[Dataset rows]
## START
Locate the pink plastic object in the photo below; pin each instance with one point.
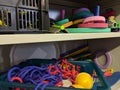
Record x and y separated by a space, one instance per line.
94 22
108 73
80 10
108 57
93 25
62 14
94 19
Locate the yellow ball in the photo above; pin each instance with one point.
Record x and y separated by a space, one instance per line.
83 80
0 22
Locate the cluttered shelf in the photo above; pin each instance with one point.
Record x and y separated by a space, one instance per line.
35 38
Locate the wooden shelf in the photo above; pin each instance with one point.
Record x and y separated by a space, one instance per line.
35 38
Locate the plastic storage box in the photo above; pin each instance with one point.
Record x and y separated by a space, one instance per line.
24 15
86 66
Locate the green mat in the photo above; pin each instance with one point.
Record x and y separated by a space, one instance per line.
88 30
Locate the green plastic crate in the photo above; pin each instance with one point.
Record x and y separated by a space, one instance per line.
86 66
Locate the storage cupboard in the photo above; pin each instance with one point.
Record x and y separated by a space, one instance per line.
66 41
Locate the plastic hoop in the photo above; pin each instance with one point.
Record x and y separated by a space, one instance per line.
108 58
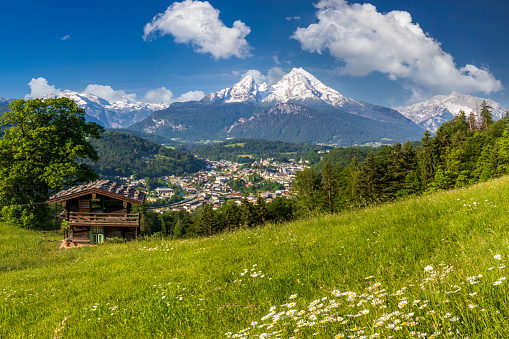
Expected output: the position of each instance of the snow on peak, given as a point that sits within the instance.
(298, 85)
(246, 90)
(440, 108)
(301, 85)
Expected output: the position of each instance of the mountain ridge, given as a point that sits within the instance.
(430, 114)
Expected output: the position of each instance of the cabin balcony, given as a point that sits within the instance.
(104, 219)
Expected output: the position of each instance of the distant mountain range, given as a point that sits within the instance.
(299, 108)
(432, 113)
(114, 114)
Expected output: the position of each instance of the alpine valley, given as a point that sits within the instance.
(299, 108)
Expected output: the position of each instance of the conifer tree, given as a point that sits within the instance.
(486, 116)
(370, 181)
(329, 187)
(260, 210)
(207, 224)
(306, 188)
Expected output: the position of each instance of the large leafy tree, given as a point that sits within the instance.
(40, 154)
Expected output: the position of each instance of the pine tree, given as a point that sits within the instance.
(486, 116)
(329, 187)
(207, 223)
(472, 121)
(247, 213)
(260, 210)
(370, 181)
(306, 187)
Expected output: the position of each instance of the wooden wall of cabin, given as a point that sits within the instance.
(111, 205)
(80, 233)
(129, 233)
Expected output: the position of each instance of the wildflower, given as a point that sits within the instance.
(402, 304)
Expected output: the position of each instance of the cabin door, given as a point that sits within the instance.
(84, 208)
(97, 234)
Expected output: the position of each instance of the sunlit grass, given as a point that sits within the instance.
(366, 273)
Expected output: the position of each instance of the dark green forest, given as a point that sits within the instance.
## END
[EXERCISE] Rewrite the lines running from the line containing "Expected output: the position of each instance of the conifer" through the end of the records, substituting "chalet" for "cabin" and keeping everything else the same.

[TASK ANSWER]
Expected output: the position of each instance of the conifer tree, given as a point that sits within the instance.
(486, 116)
(370, 181)
(329, 187)
(260, 210)
(207, 224)
(306, 188)
Expected output: the position of each instance of the large leafy tree, given as a point that sits within the instance.
(40, 154)
Expected output: the position of each instance of the pine tree, given as a point that sits within the instance.
(486, 116)
(329, 187)
(207, 223)
(472, 121)
(247, 213)
(260, 210)
(370, 181)
(306, 187)
Expected output: the position of each instance of the wooden wall of chalet, given as a point that sits within the instance.
(111, 205)
(80, 233)
(129, 233)
Expected output: the position of each instance of the wildflower, given as a point that sits within the instance.
(402, 304)
Expected output: the position of each instance of the chalet door, given as a point that sits within the instance.
(84, 208)
(97, 234)
Expected output: the position of each instance of the sunlit grass, given as a point that sits within the instance.
(366, 273)
Expected output: the position of each instance of the dark green forest, given as a point that sits within the instance.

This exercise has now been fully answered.